→ Task to carry out: Find every line in the rows below that contains the string "house" and copy each one out.

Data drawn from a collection
□ □ □ □ □

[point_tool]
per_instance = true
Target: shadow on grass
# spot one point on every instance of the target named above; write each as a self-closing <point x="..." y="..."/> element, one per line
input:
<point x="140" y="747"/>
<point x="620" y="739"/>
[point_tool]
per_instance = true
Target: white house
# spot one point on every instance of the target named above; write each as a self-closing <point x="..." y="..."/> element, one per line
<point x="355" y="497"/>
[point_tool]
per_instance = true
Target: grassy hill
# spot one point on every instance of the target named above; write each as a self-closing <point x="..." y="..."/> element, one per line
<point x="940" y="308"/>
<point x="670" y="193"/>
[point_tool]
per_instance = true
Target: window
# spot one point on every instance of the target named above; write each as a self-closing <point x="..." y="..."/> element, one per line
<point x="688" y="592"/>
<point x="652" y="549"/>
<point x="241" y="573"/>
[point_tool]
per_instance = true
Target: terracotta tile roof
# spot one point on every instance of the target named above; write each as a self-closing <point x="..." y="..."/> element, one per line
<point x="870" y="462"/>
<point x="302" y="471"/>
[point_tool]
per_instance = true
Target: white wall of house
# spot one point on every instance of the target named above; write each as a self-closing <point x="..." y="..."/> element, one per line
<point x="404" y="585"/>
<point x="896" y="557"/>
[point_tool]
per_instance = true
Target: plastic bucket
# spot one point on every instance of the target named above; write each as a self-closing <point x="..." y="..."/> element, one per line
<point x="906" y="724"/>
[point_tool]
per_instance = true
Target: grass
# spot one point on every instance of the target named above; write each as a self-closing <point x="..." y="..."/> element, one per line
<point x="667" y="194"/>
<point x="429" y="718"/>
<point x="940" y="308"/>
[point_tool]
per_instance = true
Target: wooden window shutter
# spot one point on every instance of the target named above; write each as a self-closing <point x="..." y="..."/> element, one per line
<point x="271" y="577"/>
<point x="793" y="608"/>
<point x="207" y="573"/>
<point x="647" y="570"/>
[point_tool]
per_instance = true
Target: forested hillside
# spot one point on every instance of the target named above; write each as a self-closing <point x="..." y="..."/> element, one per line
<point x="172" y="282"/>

□ □ □ □ □

→ Written response:
Target: white house
Target: white wall of house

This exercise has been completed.